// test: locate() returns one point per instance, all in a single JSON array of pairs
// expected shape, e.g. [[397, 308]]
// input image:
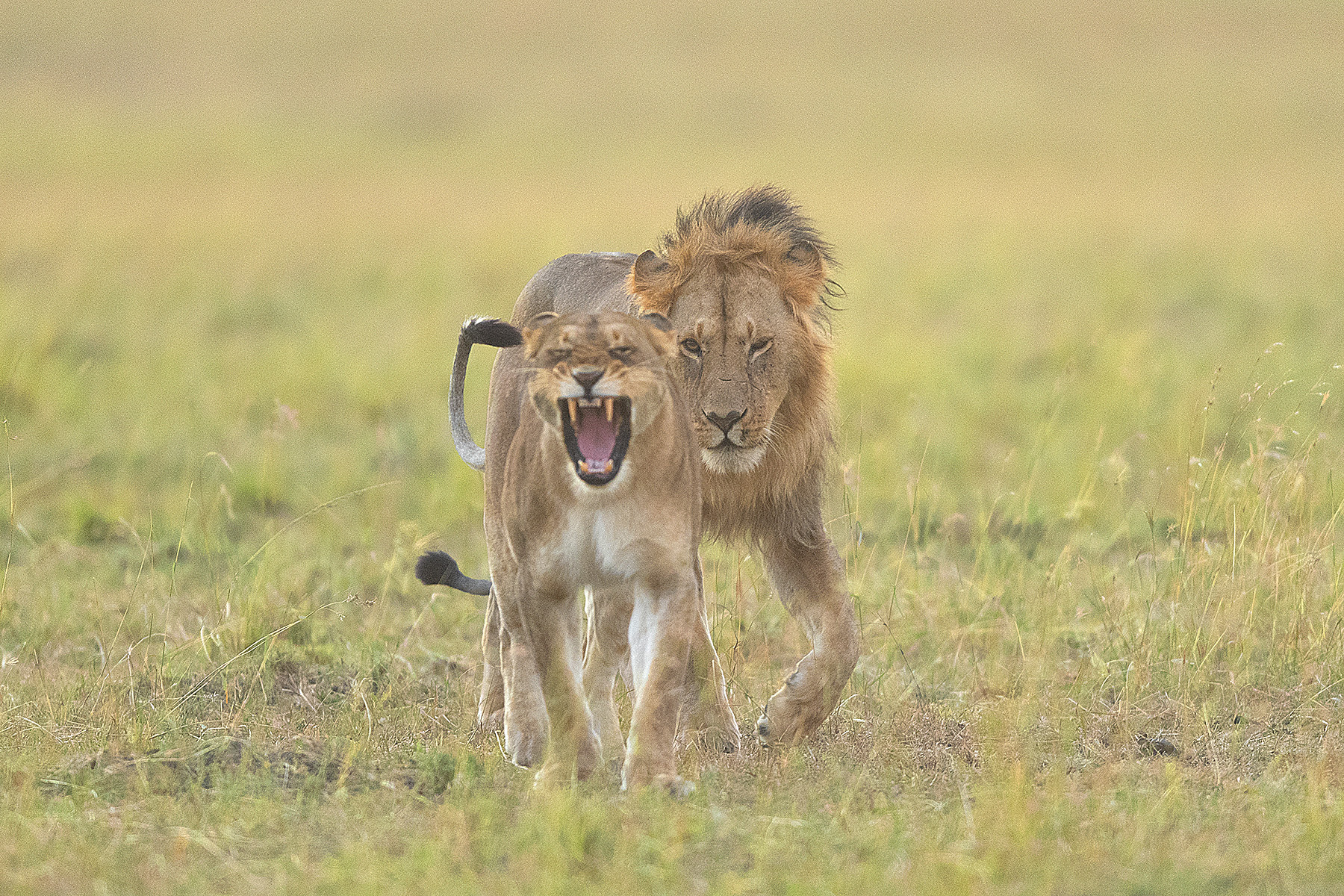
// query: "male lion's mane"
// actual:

**Required action**
Transcribe the whole listing exactly but exclude images.

**Result for this task**
// test: locate() returns one point per instance, all in a single JSON array of pairs
// expected shape, e.g. [[397, 308]]
// input image:
// query: "male lion's mane"
// actual:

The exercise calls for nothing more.